**OBJECTIVE**
Can you format every line from the one containing "Expected: one marker per instance of the stone wall" through the end of the rows as a JSON list of strings, one string per line, with blank lines omitted?

## BEGIN RECORDS FOR THE EXERCISE

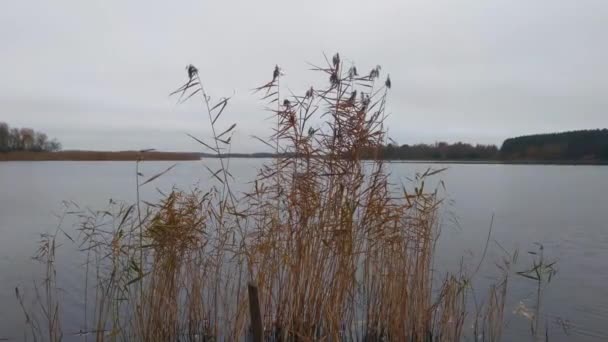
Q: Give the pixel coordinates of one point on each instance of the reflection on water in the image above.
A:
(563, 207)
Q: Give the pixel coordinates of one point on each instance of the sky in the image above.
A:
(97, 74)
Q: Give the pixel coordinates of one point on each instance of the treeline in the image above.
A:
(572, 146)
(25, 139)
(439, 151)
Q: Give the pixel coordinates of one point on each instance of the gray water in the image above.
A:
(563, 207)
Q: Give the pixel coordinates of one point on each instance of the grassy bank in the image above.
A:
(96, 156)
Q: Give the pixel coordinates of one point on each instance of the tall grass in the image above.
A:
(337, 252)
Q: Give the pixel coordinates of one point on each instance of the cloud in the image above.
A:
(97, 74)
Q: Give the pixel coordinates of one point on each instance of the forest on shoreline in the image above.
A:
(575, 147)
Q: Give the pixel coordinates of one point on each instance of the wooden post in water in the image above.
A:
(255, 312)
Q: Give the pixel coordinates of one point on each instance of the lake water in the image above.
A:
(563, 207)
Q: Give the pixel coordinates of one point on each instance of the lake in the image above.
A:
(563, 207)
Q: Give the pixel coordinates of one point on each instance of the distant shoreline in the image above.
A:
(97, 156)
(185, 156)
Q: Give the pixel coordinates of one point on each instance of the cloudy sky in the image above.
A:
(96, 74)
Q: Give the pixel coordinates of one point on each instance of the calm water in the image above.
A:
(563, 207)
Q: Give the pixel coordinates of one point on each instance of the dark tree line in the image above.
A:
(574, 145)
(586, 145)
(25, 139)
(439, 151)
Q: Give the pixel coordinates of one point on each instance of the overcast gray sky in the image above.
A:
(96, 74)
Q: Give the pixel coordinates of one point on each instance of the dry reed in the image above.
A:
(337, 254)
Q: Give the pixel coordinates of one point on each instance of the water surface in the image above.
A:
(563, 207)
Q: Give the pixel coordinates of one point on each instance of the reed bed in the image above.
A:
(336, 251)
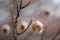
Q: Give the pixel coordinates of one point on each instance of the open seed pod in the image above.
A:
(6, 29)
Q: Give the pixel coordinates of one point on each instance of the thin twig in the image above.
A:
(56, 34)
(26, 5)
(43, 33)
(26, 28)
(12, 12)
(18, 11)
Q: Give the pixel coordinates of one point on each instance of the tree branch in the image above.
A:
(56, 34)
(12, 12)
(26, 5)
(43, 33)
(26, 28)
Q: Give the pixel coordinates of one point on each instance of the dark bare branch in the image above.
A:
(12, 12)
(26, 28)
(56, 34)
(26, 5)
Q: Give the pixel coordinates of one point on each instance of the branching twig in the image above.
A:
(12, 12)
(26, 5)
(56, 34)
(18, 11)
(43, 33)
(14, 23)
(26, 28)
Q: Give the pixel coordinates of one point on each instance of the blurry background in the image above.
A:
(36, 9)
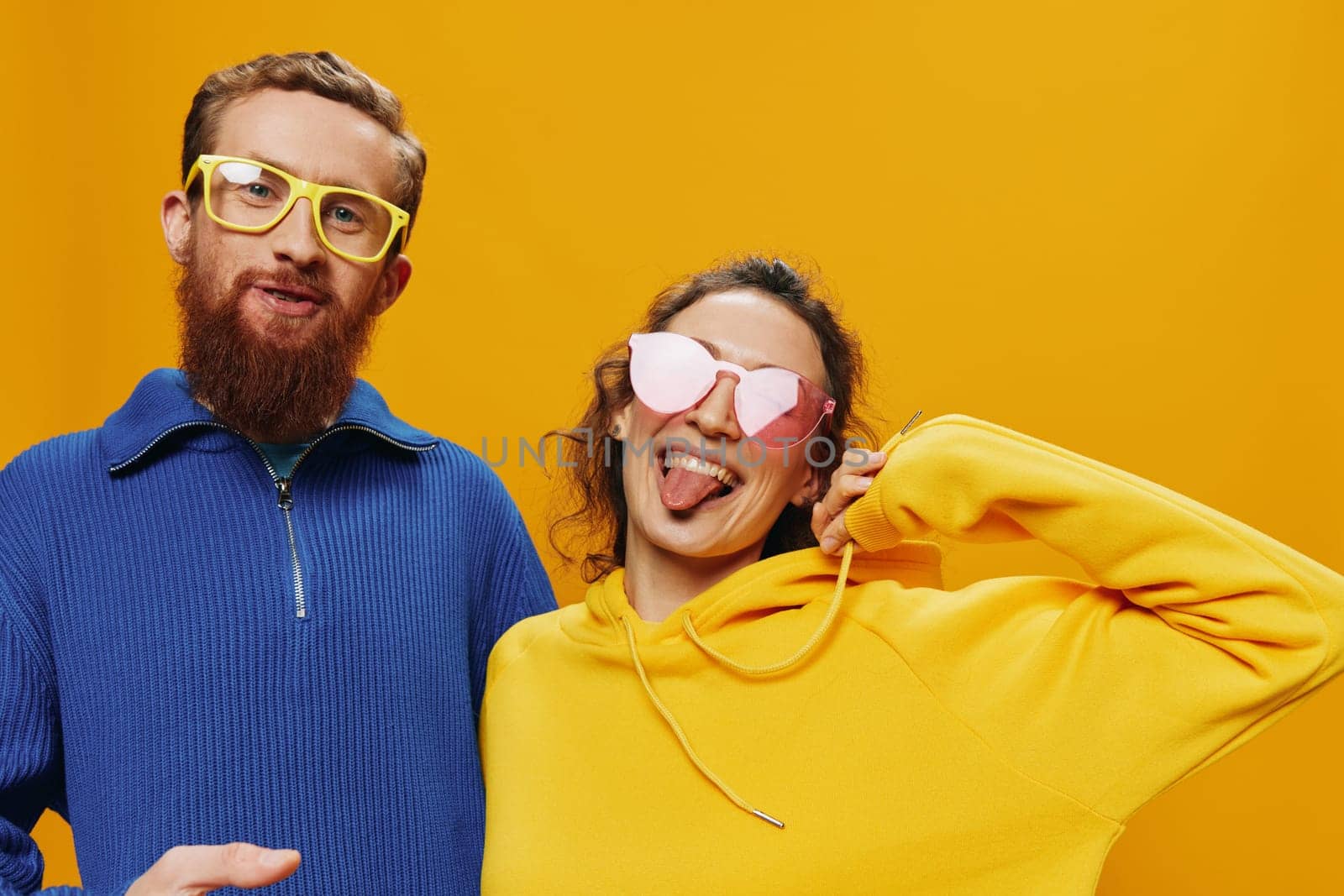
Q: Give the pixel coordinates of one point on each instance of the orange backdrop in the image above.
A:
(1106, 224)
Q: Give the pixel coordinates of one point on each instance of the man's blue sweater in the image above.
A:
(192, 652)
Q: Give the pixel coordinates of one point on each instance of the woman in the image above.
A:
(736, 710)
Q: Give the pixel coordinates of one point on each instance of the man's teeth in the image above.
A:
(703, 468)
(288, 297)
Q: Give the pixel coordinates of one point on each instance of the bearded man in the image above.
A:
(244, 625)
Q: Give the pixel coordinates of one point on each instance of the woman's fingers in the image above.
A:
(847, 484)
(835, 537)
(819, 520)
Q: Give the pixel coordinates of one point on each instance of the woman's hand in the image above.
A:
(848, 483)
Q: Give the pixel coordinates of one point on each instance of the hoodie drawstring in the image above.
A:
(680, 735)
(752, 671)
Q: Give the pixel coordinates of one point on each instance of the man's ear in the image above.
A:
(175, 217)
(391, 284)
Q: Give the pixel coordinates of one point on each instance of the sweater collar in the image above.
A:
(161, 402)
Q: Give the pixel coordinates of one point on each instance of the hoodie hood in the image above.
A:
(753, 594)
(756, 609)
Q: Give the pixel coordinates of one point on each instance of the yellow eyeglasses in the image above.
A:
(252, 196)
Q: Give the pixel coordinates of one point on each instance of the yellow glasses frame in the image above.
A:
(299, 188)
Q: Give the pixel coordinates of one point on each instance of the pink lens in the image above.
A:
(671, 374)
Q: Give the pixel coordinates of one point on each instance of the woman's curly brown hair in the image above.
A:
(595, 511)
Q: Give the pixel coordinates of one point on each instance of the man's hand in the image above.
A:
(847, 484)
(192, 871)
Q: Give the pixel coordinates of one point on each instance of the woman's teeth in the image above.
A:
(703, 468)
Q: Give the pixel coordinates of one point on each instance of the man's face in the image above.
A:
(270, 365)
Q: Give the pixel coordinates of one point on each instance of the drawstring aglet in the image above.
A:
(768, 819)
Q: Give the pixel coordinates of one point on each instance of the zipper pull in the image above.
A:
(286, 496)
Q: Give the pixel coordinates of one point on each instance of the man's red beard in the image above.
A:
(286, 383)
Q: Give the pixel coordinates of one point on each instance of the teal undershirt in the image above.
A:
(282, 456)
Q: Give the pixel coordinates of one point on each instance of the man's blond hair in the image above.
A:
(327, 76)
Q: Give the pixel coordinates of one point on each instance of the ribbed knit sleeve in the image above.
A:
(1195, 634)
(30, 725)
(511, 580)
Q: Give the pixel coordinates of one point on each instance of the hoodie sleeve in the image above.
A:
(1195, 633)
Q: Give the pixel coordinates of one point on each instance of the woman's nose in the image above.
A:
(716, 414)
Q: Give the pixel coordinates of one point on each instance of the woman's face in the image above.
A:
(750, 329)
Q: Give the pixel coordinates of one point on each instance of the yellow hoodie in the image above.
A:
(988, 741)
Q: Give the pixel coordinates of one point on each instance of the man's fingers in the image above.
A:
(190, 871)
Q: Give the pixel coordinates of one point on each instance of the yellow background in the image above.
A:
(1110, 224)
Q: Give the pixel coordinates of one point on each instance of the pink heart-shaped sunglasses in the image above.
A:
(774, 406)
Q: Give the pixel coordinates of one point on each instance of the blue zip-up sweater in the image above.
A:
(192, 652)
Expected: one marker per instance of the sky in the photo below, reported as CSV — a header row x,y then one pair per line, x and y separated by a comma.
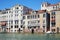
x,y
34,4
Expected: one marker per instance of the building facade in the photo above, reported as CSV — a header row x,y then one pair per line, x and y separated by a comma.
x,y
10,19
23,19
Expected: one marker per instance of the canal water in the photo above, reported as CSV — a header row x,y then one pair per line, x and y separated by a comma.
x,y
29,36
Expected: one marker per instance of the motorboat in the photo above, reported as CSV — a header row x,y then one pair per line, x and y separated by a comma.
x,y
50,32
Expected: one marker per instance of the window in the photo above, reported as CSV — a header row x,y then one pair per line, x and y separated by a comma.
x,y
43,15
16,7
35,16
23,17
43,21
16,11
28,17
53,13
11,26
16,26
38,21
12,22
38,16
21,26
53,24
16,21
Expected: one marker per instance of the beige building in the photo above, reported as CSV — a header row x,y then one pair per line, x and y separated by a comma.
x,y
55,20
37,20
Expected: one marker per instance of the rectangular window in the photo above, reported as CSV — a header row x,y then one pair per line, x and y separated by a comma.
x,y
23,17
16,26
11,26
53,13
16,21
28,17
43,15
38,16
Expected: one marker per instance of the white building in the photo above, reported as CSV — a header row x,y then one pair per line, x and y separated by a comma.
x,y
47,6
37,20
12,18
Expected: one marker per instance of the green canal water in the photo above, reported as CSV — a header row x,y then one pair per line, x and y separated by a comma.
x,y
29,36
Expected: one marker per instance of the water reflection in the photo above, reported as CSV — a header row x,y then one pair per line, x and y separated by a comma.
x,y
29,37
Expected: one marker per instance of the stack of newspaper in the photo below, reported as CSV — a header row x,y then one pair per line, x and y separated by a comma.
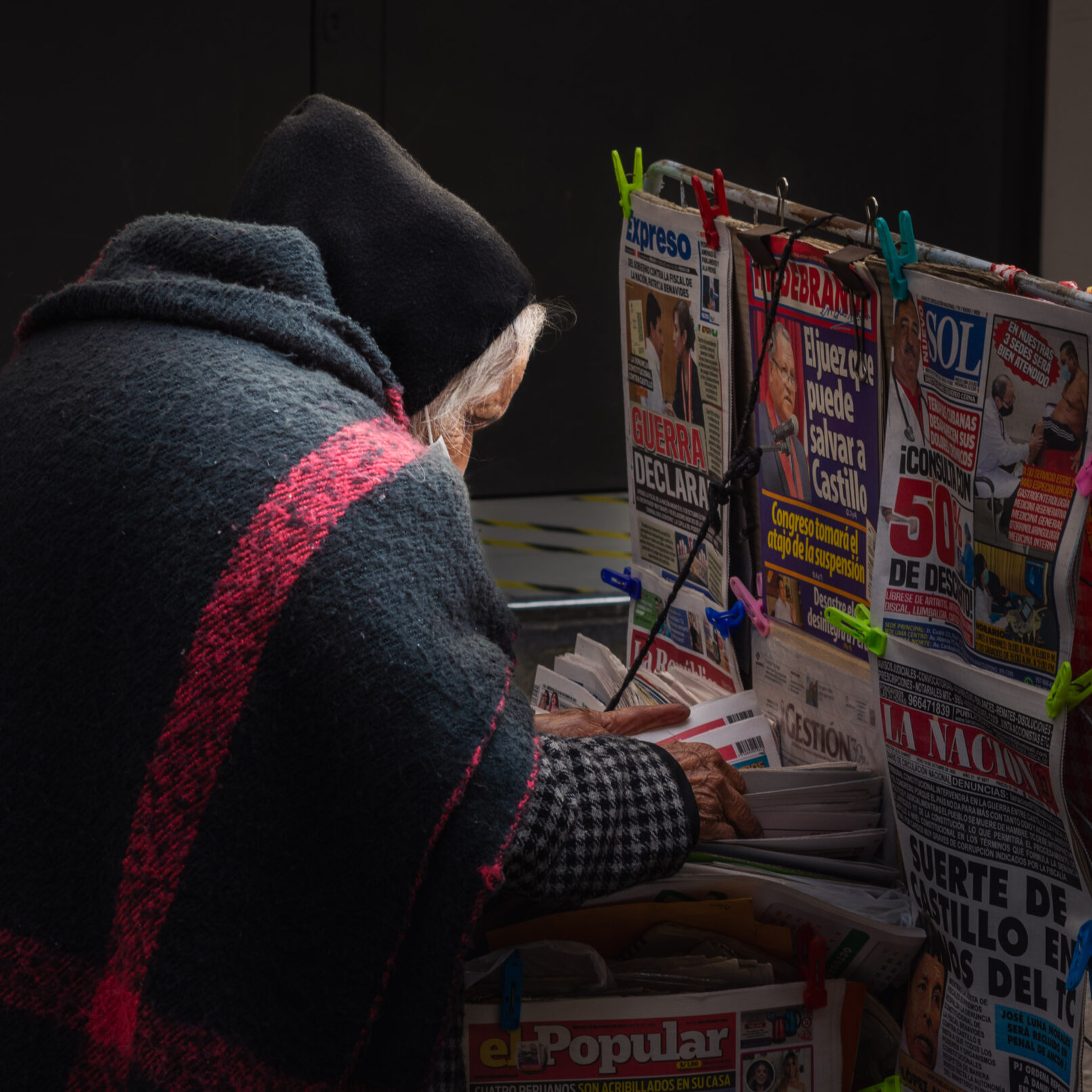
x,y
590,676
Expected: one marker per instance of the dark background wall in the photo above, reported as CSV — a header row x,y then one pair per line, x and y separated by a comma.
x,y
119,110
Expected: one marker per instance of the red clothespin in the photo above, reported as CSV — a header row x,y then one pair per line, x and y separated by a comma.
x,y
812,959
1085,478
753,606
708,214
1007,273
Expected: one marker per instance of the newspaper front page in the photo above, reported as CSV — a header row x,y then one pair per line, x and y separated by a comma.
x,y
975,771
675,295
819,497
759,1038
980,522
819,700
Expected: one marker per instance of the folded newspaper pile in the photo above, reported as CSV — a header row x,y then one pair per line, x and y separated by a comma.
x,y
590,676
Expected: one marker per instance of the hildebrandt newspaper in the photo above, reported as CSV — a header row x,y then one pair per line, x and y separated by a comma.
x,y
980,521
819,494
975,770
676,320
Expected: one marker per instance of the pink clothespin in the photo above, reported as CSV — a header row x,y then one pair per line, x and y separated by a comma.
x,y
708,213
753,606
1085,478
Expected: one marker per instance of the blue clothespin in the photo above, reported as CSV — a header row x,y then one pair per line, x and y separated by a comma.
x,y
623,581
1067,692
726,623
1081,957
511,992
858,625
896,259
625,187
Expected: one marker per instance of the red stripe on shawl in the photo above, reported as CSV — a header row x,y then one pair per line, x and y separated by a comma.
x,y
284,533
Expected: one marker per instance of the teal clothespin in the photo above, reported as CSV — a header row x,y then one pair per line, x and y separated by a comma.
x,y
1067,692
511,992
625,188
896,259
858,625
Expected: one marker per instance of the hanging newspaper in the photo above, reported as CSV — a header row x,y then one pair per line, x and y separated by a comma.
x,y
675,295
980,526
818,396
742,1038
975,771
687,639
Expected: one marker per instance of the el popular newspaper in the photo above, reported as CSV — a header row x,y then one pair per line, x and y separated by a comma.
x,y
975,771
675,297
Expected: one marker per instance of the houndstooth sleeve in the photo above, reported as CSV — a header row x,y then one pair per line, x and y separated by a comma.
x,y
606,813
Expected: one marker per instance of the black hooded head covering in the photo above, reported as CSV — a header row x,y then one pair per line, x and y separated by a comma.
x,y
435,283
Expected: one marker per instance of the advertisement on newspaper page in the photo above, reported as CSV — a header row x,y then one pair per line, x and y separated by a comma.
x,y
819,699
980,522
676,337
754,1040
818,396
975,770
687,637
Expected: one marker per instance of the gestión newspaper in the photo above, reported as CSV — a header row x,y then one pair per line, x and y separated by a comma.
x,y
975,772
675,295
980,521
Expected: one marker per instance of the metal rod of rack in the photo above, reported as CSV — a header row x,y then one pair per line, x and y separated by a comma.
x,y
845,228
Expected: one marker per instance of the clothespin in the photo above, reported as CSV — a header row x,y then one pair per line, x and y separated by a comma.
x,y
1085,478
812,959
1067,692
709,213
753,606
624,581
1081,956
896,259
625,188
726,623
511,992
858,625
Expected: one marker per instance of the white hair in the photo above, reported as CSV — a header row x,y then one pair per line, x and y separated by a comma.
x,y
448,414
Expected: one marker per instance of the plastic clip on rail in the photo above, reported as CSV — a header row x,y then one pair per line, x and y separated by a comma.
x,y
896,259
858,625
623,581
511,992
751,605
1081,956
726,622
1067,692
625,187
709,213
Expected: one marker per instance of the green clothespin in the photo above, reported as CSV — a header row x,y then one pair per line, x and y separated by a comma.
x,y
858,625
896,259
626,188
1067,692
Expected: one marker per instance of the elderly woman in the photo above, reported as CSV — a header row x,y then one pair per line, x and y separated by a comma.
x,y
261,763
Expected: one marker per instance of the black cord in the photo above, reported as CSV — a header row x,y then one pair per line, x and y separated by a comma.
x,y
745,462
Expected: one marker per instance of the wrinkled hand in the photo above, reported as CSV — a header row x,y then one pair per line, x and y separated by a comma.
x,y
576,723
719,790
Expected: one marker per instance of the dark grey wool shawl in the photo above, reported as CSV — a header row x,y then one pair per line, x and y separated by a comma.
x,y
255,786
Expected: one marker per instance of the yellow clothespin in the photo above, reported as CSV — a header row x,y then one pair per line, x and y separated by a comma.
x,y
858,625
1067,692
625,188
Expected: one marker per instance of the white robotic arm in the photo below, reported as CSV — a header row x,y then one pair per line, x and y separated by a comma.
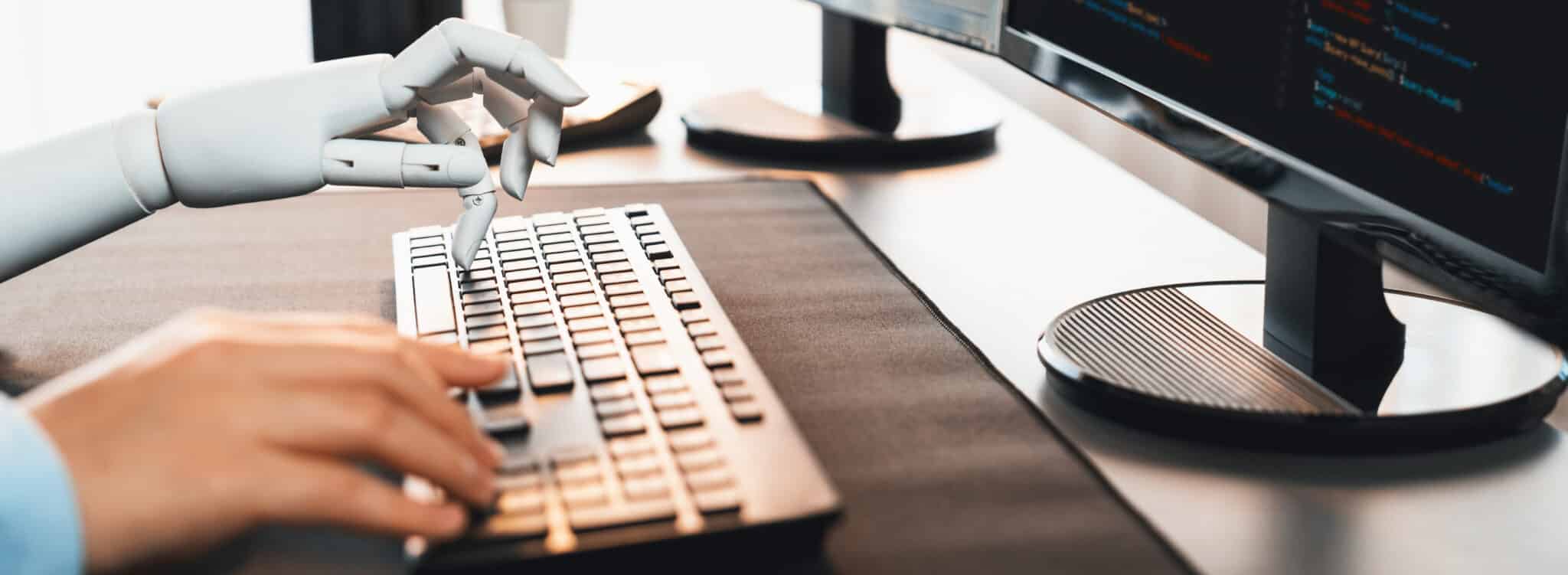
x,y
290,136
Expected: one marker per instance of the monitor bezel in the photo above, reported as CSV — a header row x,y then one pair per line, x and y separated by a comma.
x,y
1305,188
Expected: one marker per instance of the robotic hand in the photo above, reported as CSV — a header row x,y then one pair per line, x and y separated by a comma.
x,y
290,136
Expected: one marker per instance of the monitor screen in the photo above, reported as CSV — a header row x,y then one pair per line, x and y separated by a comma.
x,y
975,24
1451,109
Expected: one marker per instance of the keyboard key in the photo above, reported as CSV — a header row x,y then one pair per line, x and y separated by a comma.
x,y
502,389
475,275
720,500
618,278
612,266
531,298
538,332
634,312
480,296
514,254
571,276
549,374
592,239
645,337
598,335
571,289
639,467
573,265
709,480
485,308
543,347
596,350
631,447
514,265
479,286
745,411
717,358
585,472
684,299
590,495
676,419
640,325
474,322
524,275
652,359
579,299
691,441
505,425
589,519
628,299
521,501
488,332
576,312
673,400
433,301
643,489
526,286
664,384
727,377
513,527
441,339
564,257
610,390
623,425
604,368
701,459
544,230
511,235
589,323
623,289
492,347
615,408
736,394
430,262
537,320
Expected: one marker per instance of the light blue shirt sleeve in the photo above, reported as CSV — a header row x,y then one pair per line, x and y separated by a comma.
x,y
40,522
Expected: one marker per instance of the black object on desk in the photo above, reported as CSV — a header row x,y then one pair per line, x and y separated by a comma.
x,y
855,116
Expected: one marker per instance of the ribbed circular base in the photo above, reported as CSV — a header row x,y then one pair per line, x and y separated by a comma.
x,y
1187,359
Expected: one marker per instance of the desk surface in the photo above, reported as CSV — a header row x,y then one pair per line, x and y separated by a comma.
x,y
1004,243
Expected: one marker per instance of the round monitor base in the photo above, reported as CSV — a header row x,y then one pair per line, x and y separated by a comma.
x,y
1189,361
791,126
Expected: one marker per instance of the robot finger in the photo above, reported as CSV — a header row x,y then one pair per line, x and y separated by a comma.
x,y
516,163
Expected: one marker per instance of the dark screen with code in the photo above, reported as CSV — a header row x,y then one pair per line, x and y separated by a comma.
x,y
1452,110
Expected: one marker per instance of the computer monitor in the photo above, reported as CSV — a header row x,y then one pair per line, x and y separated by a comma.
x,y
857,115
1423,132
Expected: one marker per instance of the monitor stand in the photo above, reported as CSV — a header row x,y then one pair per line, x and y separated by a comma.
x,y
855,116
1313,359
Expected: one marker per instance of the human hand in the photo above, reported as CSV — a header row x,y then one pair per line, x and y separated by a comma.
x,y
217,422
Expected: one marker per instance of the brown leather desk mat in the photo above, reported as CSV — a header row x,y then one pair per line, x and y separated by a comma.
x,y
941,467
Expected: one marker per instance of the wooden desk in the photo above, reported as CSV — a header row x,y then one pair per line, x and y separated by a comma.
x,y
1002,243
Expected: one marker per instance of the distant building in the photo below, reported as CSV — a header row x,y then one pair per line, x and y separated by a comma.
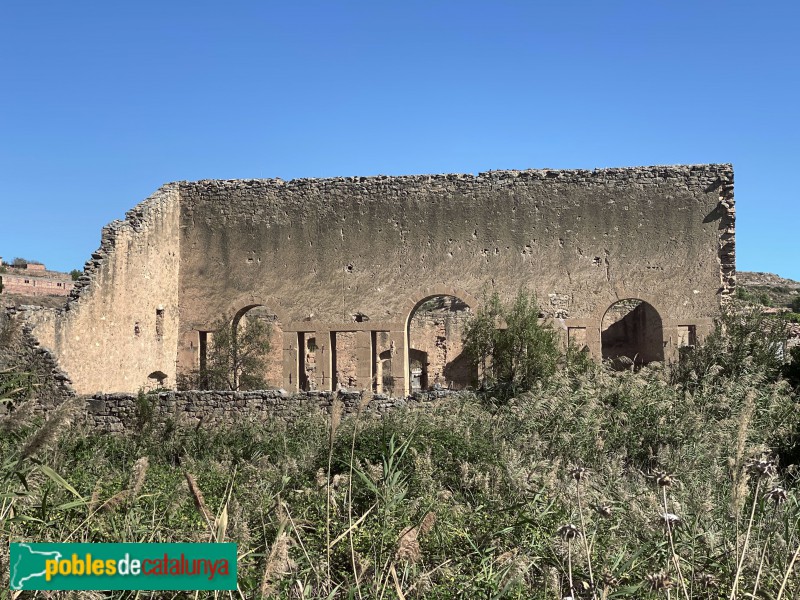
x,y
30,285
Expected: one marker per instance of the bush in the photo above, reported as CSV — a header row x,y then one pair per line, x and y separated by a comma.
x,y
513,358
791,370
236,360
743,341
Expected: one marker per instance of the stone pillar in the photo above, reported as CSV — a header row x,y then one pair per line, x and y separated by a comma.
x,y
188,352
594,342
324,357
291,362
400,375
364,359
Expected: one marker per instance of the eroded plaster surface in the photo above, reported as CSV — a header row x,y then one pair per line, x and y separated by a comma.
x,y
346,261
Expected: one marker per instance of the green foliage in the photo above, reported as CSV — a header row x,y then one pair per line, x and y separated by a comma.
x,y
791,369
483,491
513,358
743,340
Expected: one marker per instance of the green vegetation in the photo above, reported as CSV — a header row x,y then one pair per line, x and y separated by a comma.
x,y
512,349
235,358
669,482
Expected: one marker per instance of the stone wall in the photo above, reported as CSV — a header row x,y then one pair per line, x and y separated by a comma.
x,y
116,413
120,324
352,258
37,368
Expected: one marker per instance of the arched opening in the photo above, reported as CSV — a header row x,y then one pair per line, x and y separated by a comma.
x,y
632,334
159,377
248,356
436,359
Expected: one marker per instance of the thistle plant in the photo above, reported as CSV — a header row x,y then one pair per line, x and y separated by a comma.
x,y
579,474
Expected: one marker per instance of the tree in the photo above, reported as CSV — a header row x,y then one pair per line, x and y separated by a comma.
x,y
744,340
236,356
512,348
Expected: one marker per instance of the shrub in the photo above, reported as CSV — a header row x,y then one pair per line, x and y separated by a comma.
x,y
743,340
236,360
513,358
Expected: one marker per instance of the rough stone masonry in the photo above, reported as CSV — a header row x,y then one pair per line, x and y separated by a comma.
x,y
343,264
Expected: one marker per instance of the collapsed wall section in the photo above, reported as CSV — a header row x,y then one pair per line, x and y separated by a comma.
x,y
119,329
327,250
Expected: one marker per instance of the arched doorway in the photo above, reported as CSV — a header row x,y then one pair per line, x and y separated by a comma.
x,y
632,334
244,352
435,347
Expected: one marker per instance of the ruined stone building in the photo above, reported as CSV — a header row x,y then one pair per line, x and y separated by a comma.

## END RECORDS FOR THE EXERCISE

**WRITTEN RESPONSE**
[
  "Expected: one marker per instance of the stone wall in the photo above, reported as CSV — a header row x,y then one pair per line, x and y separated by a comma.",
  "x,y",
  "116,413",
  "120,324",
  "352,258",
  "37,368",
  "Expected: one marker per instance of the arched opening in the photo above, reported as CSV — a header row x,y then one pair per line, x and y separated by a comma.",
  "x,y",
  "632,334",
  "159,377",
  "248,356",
  "436,359",
  "Expected: one marker per instance of the thistle plant in the photo above, reported as CSV — a header row x,y then one pair per line, x and y separated by a comma.",
  "x,y",
  "579,474",
  "Expected: one marker per instance of the tree in the photo above, reported as CSV — a header row x,y then one pair per line, x and y separated by a comma.",
  "x,y",
  "744,340",
  "236,356",
  "512,348",
  "Expected: one marker per instance of the shrub in the photo above, reported as CSV — a header row x,y then one pair per line, x and y separated by a comma.",
  "x,y",
  "743,340",
  "236,360",
  "513,358",
  "Expected: one marker per instance of the rough stone masonry in the photo above, reported as CSV — a header row x,y then one pair per line, x and y separated by a comma.",
  "x,y",
  "343,264",
  "Expected: one marker per instance of the collapsed wall section in the photo above, reported as CSV — a header row x,y then one pair per line, x and y separated by a comma.",
  "x,y",
  "119,329",
  "327,250",
  "Expected: one marker per instance of the arched doorway in the photo above, reported as CSV — a header row x,y then one pair per line, x and y separated by a comma.",
  "x,y",
  "632,334",
  "244,352",
  "435,347",
  "Expected: one marker per instance of the ruined stone building in the photo above, reported as CSV — a header row x,y then one pair per line, x and y separated by a comma."
]